• EXERCISE OBJECTIVE: Please reproduce the entries below exactly, starting at the first line and ending with the line that holds "1149L546 1263L491 716L184".

• TASK INPUT:

━━━━━━━━━━━━━━━━━━━━

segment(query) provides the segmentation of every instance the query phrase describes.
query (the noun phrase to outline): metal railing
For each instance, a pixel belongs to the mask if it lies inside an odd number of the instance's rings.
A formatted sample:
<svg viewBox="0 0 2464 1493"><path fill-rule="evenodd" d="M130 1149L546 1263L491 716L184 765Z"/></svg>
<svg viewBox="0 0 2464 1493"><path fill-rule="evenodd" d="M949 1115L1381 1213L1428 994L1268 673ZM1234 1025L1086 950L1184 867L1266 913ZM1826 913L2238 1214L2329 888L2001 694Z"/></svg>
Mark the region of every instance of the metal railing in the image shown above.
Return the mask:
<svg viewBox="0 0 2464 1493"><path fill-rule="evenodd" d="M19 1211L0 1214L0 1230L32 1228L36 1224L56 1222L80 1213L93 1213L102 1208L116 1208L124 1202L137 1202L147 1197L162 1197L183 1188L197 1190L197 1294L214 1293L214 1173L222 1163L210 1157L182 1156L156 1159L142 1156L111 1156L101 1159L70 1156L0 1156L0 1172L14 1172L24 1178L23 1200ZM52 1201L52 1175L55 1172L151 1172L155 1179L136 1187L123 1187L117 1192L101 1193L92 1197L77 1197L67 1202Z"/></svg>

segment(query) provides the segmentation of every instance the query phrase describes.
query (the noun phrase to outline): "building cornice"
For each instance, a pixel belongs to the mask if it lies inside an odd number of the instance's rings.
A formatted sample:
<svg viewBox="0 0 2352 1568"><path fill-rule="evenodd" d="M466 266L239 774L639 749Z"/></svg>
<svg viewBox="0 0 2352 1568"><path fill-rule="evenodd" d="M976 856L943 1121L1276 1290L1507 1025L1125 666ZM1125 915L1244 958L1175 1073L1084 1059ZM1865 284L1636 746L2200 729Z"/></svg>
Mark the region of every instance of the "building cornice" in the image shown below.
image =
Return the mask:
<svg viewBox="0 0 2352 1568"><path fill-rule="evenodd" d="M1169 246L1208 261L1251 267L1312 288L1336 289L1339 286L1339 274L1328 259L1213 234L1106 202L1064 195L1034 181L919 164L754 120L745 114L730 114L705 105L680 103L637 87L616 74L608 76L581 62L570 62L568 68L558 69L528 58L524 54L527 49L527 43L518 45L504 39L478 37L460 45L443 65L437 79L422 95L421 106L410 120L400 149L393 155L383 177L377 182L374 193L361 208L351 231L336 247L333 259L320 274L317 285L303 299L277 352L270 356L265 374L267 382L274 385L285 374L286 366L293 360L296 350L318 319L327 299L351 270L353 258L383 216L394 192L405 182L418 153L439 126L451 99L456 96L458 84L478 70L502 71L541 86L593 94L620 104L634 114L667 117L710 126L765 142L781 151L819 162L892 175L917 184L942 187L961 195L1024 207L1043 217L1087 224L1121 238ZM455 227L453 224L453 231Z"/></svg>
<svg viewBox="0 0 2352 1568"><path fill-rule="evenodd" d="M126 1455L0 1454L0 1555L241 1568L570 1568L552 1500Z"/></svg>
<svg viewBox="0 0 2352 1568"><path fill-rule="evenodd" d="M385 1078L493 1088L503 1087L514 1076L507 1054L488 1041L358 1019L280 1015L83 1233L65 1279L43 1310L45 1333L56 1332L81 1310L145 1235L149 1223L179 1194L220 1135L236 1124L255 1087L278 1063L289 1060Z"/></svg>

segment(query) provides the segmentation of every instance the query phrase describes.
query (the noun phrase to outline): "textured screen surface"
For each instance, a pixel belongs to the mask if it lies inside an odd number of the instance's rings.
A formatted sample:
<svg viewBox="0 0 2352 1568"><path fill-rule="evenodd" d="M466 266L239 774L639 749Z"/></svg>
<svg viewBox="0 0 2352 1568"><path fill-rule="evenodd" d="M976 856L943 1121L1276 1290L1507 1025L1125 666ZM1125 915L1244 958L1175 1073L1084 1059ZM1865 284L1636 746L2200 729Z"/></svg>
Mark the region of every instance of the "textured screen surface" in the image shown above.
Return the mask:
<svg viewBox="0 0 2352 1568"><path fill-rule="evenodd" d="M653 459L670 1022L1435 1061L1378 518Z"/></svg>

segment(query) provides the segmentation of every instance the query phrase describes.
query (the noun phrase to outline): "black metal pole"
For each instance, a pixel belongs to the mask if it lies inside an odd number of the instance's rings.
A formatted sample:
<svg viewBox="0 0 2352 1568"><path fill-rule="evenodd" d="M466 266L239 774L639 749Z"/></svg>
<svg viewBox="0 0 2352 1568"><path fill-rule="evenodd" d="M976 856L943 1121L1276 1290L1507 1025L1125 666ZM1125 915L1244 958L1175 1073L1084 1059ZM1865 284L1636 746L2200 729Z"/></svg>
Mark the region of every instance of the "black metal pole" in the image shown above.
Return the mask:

━━━━━━━━━━━━━━━━━━━━

• ANSWER SPACE:
segment(query) provides the segmentation of every instance the query phrase describes.
query (the noun phrase to outline): metal railing
For each instance, a pixel belongs to the mask if it lies inside an odd number of the instance's rings.
A formatted sample:
<svg viewBox="0 0 2464 1493"><path fill-rule="evenodd" d="M130 1149L546 1263L491 716L184 765Z"/></svg>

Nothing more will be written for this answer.